[Bounding-box records]
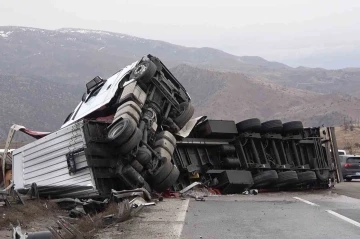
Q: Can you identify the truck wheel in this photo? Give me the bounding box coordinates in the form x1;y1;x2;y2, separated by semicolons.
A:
309;158;330;182
253;170;278;187
130;61;156;84
274;171;299;188
156;130;176;147
283;121;304;133
119;128;142;154
298;171;316;184
114;101;141;124
152;158;173;184
174;102;195;129
261;120;283;133
107;118;136;145
153;165;180;192
236;118;261;133
136;146;152;167
154;138;175;155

» AIM OF THE TASK:
Retype all of the entries above word for word, leaving the pictures out.

» TASK RESPONSE:
Q: Can you identify the truck wheel in this photo? Give me the bounding box coordinates in the form x1;y1;x2;y2, separated by semicolons.
A:
309;158;330;182
253;170;278;187
130;61;156;84
274;171;299;188
156;130;176;147
283;121;304;133
119;128;142;154
298;171;316;184
114;101;141;124
152;158;173;184
174;102;195;129
261;120;283;133
107;118;136;145
153;165;180;192
236;118;261;133
136;146;152;167
154;138;175;155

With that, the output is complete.